§ Consigne à suivre
Prolongez le texte sur les violences entre bouddhistes et musulmans du Rakhine en reprenant juste après sa dernière phrase.

§ Texte fourni
Birmanie : les racines de la violence entre bouddhistes et musulmans du Rakhine
Sous développement et griefs sous-jacents
Ajoutés à un sous-développement chronique, les griefs sous-jacents entre les deux communautés ont conduit à l’éclatement de violences dans le nord du Rakhine en 2012 et ont encore aggravé leurs conditions de vie. Déclenchées par le viol d’une femme bouddhiste par un musulman, ces violences s’étaient étendues, contrairement aux précédentes, à l’échelle nationale en 2013 : à Meiktila (Région de Mandalay), puis à l’ouest de la Région de Bago, à Okkan et Kantbalu (Région de Sagaing), Lashio (État Shan), et Thandwe (État Rakhine). Elles avaient resurgi en 2014, lorsque des manifestants rakhine avaient accusé les organisations internationales de favoriser les musulmans. Près de 200 personnes avaient été tuées, 100 000 autres déplacées, des milliers de maisons brûlées, brisant de fait les liens anciens entre les deux communautés.

§ Descriptions de régions en langage naturel

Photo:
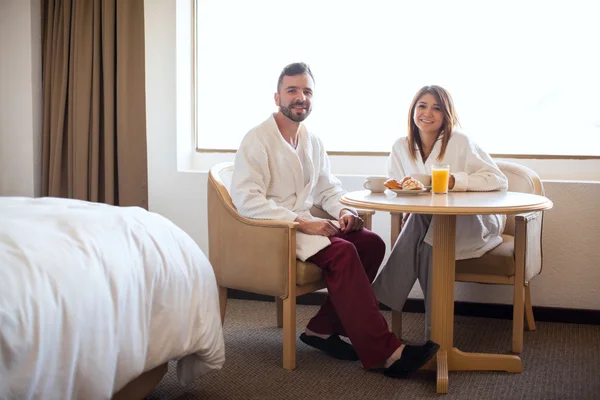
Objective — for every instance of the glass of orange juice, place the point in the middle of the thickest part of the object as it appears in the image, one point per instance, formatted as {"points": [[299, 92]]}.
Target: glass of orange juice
{"points": [[440, 176]]}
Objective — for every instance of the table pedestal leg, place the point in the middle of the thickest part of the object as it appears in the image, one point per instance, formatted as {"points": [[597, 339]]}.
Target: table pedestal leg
{"points": [[449, 358], [442, 307]]}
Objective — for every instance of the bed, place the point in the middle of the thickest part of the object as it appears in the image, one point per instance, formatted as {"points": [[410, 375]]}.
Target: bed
{"points": [[95, 300]]}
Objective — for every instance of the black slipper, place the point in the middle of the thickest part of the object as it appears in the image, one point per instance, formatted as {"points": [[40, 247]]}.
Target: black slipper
{"points": [[333, 346], [413, 358]]}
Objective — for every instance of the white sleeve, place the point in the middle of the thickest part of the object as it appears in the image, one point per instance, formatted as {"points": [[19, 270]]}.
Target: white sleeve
{"points": [[394, 163], [480, 173], [251, 177], [328, 190]]}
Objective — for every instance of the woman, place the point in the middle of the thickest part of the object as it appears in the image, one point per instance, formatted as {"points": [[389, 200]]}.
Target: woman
{"points": [[432, 139]]}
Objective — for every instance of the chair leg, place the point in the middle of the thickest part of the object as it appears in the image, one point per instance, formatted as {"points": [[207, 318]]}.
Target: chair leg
{"points": [[279, 305], [289, 333], [530, 322], [397, 323], [222, 302], [518, 316]]}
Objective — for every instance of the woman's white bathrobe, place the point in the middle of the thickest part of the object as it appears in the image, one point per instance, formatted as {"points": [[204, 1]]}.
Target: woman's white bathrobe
{"points": [[473, 170], [269, 181]]}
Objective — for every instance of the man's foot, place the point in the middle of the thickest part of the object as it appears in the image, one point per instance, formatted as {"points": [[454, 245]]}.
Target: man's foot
{"points": [[333, 346], [413, 358]]}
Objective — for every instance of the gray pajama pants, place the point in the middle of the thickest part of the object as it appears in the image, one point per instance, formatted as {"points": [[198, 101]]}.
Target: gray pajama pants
{"points": [[411, 259]]}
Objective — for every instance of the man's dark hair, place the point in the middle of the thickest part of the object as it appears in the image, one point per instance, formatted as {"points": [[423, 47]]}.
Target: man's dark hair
{"points": [[294, 69]]}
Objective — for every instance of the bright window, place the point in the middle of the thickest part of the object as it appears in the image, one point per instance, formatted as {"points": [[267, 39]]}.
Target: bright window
{"points": [[524, 75]]}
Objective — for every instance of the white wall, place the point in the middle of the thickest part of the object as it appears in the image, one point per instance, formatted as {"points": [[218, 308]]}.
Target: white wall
{"points": [[571, 275], [20, 98]]}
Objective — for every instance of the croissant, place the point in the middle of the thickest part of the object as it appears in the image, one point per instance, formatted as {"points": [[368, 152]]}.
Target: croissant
{"points": [[393, 184], [409, 183]]}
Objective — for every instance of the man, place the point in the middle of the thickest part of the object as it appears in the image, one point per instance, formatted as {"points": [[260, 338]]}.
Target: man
{"points": [[281, 171]]}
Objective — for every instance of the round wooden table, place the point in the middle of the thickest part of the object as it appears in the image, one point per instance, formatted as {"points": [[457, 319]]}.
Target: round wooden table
{"points": [[445, 208]]}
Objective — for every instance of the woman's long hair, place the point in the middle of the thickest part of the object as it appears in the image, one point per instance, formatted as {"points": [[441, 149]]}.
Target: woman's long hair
{"points": [[450, 119]]}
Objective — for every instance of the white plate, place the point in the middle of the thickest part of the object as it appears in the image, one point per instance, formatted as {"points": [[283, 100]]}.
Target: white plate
{"points": [[400, 192]]}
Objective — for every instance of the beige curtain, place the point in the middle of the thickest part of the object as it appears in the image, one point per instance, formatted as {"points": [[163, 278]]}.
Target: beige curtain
{"points": [[94, 110]]}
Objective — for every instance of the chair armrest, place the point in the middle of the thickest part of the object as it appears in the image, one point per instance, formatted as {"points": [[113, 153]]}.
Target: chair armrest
{"points": [[528, 243], [249, 254], [529, 216], [362, 212], [396, 226], [367, 217]]}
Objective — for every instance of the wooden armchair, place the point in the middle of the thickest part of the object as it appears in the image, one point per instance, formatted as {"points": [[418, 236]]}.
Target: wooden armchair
{"points": [[259, 256], [515, 262]]}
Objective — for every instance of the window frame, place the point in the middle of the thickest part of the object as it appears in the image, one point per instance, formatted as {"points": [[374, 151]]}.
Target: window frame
{"points": [[198, 149]]}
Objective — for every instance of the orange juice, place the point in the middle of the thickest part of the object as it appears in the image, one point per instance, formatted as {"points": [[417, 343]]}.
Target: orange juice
{"points": [[439, 179]]}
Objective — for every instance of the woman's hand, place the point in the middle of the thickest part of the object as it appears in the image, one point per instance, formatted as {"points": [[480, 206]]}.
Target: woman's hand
{"points": [[404, 218]]}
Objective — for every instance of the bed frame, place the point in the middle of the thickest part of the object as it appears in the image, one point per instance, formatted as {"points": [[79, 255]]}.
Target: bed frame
{"points": [[141, 386]]}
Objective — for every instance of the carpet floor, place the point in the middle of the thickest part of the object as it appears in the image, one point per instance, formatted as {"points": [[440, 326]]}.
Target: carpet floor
{"points": [[560, 361]]}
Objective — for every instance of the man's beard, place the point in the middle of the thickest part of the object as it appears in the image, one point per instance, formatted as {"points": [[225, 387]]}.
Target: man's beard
{"points": [[289, 112]]}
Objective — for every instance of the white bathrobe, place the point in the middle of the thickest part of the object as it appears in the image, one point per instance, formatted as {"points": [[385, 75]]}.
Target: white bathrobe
{"points": [[271, 181], [473, 170]]}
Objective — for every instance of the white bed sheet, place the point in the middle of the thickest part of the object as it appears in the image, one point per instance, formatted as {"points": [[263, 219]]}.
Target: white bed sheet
{"points": [[93, 295]]}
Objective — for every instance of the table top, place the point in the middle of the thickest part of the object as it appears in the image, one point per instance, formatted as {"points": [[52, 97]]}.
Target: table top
{"points": [[453, 203]]}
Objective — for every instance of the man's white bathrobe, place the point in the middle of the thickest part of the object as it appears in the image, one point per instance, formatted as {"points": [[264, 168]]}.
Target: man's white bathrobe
{"points": [[473, 170], [272, 180]]}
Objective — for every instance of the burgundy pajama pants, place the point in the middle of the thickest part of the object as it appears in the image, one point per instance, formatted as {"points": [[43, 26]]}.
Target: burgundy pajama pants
{"points": [[349, 266]]}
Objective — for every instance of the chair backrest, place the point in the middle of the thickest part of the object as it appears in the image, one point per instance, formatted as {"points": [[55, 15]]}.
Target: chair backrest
{"points": [[520, 179], [220, 175]]}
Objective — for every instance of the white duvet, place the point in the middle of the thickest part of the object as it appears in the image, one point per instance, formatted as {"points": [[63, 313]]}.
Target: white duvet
{"points": [[92, 295]]}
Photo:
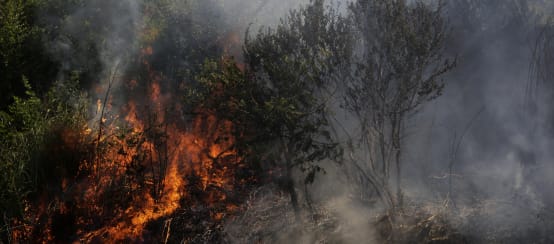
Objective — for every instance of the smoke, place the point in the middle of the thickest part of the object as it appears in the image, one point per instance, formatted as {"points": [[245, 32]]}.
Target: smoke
{"points": [[483, 129]]}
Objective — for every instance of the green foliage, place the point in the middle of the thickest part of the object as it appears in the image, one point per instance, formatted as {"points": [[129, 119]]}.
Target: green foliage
{"points": [[21, 49], [25, 129]]}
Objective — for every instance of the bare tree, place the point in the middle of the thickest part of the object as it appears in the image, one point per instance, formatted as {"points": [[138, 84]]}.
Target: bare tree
{"points": [[398, 68]]}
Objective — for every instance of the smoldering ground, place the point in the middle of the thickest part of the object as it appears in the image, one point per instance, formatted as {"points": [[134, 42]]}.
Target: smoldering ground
{"points": [[483, 148]]}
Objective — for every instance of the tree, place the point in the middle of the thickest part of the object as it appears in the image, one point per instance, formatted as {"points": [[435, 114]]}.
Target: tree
{"points": [[398, 68], [278, 102]]}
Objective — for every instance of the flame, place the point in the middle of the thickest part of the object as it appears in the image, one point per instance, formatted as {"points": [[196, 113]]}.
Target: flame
{"points": [[144, 167], [190, 151]]}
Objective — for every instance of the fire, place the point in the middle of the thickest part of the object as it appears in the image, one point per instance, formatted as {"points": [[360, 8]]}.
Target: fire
{"points": [[144, 164], [167, 153]]}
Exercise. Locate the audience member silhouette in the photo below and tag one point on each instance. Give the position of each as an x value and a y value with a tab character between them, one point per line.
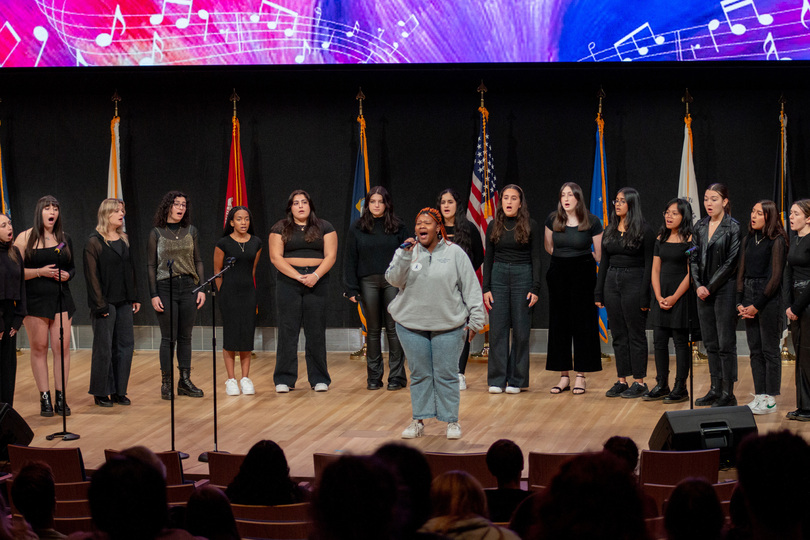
774	480
460	509
34	495
505	462
209	514
264	478
694	512
354	500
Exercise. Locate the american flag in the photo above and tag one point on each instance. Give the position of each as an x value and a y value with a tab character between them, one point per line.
483	190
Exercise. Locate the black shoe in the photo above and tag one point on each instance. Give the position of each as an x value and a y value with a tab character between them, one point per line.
45	405
636	390
658	392
121	400
616	390
185	387
58	405
102	401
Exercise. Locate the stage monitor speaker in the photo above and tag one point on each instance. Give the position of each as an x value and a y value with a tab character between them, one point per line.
13	430
699	429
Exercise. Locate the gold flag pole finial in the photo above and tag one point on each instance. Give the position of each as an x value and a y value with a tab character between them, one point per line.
360	97
115	99
687	99
234	98
481	90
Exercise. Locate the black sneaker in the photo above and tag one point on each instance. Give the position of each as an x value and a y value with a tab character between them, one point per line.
637	390
616	390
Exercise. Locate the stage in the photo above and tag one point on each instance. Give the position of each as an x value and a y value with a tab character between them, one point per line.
349	418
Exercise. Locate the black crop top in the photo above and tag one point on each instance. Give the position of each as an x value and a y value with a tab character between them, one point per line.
296	246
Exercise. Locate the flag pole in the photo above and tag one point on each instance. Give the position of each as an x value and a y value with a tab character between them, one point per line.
361	353
483	354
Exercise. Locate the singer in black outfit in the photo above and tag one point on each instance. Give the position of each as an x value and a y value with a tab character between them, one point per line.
38	246
12	308
113	300
465	235
370	246
174	239
623	286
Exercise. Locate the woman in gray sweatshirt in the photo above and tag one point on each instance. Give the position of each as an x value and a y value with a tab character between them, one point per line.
438	306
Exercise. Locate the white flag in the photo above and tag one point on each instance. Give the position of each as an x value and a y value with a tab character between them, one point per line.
687	183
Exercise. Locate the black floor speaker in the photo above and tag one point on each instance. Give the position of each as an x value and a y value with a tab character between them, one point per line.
13	430
699	429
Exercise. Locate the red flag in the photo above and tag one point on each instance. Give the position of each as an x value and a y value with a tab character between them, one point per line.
236	194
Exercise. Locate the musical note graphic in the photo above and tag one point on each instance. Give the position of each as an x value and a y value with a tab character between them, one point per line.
41	35
632	37
104	40
407	26
279	11
183	22
738	29
157	48
10	29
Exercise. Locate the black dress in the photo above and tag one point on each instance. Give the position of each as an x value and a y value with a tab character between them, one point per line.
237	301
43	293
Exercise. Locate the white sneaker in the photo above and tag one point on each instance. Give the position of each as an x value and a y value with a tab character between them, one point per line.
231	388
767	405
247	386
415	429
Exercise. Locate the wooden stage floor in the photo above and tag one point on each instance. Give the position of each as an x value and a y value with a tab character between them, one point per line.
350	418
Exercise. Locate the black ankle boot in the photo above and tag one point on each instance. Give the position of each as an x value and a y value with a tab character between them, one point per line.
165	385
58	405
727	398
185	387
678	393
45	405
712	395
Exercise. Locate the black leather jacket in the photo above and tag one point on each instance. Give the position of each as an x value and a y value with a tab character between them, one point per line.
715	262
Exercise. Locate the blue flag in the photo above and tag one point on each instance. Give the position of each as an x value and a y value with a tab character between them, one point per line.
599	206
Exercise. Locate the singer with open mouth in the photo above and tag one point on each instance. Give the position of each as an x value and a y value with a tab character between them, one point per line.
173	242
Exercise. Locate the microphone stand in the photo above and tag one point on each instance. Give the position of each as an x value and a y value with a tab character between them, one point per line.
170	266
65	435
228	265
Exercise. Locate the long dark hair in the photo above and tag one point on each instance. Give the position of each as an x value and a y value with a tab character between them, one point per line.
312	230
582	213
773	226
685	229
165	206
634	221
722	190
392	221
522	227
231	214
38	230
461	227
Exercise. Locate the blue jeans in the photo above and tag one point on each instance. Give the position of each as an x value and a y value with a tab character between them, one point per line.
433	360
509	363
718	326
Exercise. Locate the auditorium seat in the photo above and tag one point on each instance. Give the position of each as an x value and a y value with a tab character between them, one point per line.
66	463
473	463
669	468
223	467
543	466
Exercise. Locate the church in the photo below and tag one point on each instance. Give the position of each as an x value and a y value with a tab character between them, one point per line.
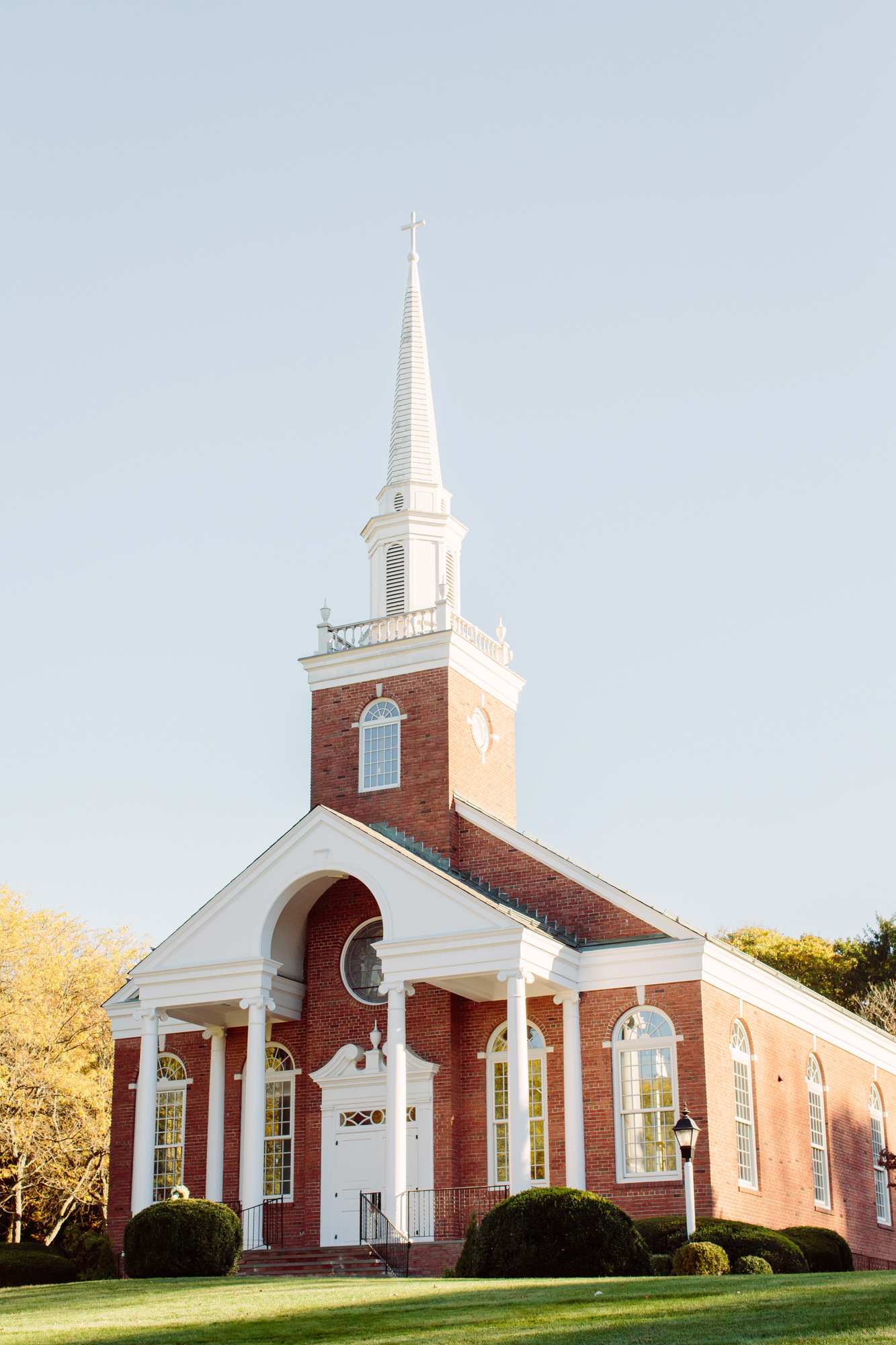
407	1004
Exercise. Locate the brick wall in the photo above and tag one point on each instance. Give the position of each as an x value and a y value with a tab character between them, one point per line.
580	911
780	1110
438	755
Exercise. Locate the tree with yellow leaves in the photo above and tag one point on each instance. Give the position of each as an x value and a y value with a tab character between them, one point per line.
56	1062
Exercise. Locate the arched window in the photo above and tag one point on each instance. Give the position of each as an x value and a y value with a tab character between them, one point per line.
879	1144
499	1109
395	580
646	1097
280	1075
171	1106
743	1108
817	1133
380	766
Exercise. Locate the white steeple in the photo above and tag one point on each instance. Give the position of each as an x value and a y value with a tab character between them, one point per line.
413	543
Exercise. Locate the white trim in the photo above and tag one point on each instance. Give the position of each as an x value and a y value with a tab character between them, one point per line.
619	1046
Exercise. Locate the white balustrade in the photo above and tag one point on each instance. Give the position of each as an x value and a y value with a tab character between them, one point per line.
425	621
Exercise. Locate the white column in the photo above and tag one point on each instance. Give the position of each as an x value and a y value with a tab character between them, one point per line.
214	1137
573	1109
520	1147
395	1195
253	1104
145	1121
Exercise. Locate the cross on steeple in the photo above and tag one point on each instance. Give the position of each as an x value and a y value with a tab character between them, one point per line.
415	224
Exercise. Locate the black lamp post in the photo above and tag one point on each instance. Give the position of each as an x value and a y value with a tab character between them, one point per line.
685	1132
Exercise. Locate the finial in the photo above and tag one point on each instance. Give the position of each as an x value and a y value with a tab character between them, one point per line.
415	224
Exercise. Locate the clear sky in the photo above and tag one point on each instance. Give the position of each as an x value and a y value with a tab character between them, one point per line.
658	283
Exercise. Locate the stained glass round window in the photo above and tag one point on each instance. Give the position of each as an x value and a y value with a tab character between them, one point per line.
361	968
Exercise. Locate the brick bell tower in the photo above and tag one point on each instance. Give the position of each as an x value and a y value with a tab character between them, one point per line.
415	704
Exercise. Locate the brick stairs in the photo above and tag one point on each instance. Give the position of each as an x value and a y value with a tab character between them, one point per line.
313	1261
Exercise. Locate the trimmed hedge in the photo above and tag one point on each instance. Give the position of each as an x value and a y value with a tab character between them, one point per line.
32	1266
822	1247
780	1252
181	1238
553	1231
700	1260
751	1266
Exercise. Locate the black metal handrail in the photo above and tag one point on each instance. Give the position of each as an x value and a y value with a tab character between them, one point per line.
382	1238
446	1214
261	1225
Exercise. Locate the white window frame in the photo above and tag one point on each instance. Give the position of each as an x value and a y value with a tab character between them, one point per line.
166	1086
815	1090
620	1046
881	1176
368	1004
362	735
272	1077
741	1056
491	1058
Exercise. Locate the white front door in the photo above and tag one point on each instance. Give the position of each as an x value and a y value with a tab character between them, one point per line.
360	1165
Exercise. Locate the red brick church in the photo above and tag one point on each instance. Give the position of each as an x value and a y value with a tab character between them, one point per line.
408	999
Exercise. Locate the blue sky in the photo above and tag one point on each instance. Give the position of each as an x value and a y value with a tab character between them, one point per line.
658	282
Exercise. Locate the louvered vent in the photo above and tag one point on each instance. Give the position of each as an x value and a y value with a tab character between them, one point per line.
450	579
395	580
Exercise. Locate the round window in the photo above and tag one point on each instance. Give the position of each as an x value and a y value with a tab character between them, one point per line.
361	968
479	730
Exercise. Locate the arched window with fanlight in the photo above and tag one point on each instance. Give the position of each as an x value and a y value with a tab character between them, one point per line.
171	1108
499	1106
280	1109
646	1097
380	765
817	1139
879	1145
743	1108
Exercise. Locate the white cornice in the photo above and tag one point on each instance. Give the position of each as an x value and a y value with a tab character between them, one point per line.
417	654
560	864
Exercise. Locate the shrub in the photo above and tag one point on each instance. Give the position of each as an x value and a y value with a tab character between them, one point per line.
466	1268
782	1254
700	1260
91	1252
179	1238
32	1266
751	1266
822	1247
559	1231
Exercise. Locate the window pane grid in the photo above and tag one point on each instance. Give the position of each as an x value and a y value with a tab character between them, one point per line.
381	755
279	1139
169	1149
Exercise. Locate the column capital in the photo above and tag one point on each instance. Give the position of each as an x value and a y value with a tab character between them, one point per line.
517	974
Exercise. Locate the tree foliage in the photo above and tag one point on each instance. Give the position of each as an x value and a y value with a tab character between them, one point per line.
844	970
56	1063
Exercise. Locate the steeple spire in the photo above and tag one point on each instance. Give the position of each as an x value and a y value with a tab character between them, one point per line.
413	453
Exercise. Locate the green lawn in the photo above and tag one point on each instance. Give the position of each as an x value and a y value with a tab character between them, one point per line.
637	1312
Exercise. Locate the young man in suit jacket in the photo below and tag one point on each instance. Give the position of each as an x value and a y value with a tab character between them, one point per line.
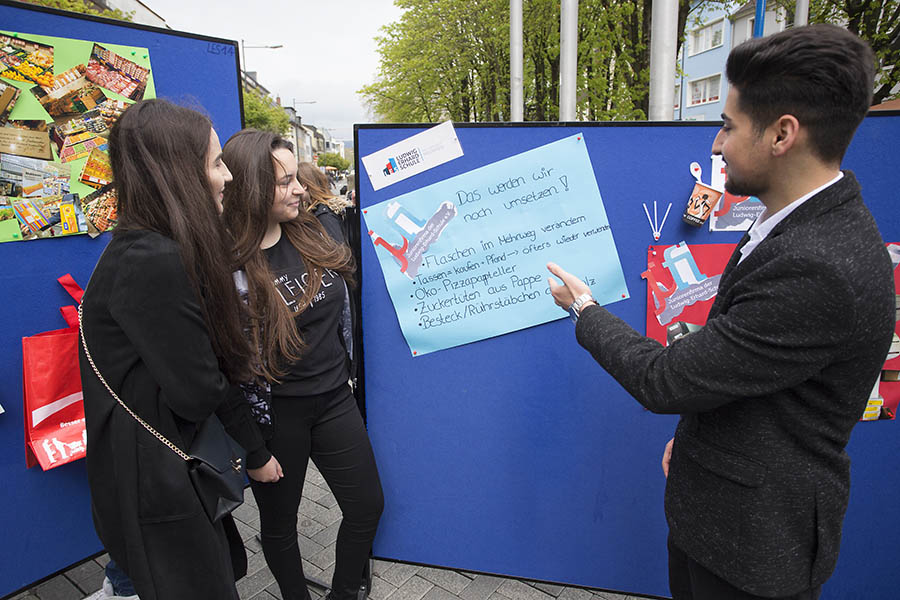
770	388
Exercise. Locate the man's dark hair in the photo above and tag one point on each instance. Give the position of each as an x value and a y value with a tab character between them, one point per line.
821	74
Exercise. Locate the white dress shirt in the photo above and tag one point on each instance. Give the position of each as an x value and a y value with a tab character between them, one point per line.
765	223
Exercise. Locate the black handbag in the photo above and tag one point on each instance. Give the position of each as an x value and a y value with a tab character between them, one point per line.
215	462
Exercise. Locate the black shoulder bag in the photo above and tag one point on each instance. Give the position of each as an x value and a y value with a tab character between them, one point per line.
215	462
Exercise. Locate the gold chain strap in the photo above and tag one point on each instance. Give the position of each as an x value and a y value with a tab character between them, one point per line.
155	433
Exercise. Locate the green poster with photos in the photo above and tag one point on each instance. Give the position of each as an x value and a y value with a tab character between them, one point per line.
58	99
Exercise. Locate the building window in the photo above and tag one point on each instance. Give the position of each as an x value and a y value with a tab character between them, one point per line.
707	37
706	90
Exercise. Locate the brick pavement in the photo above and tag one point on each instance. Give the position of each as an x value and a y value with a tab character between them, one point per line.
319	517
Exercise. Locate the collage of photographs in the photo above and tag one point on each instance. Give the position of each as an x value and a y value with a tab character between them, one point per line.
59	97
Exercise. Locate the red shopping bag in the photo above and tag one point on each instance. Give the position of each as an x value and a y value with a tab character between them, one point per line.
54	411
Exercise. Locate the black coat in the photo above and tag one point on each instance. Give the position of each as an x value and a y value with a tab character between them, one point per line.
769	391
146	333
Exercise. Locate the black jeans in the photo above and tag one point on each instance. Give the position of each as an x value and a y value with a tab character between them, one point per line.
329	429
689	580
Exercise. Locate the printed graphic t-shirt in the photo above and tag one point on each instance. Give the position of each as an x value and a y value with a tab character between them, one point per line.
323	363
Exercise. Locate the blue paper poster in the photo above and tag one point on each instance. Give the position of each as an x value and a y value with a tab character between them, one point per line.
465	259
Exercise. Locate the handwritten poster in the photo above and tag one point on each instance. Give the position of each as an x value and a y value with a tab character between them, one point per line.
465	259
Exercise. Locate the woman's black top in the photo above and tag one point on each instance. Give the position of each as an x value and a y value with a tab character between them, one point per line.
323	363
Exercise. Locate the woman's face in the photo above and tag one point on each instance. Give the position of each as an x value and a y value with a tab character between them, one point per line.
216	170
286	205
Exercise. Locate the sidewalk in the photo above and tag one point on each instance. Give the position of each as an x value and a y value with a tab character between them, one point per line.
319	517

§ Réponse à la consigne
Restrictions et conditions de vie insalubres
Leur situation est encore plus dramatique à Sittwe, où les musulmans ne représente que 30% de la population. La plupart d’entre eux vivent actuellement enfermés dans des camps insalubres en périphérie, suite à leur expulsion de la ville et à la destruction de leurs villages dans les violences de 2012. Aujourd’hui, ce sont plus de 140 000 déplacés internes, essentiellement des Rohingyas, qui (sur)vivent dans ces camps insalubres au nord du Rakhine, à la frontière avec le Bangladesh. Cet entassement favorise la propagation des maladies telles que l’hépatite A, B ou C, contractées par une majorité d’entre eux et non soignées puisqu’ils ne sont pas autorisés à se rendre à l’hôpital. Par ailleurs, leur inactivité forcée les empêche de subvenir aux besoins fondamentaux de leur famille et les isole dans un état de misère. Malgré leur situation, les membres de la communauté rakhine n’envisagent pas le retour des musulmans dans leurs quartiers.
Des perspectives de radicalisation limitées
Le Rakhine semble aujourd’hui faire face à une autre menace liée à ces restrictions : la radicalisation de certains d’entre eux et l’utilisation des tensions par les réseaux djihadistes. Le gouvernement a attribué la responsabilité des attaques au groupe Aqa Mul Mujahidin, lié au RSO, un mouvement rohingya fondé dans les années 1980 pourtant considéré dissous. Financé par l’extérieur et dirigé par un Bangladais entraîné par les Talibans pakistanais, le groupe de 400 militants aurait armé et persuadé des jeunes à recourir à la violence. En septembre 2014, Al-Qaïda avait déjà annoncé la création d’une branche qui « hisserait le drapeau du djihad » en Inde, au Bangladesh et en Birmanie, au moment où l’État islamique tentait d’étendre son pouvoir en Afghanistan, au Pakistan et au Cachemire.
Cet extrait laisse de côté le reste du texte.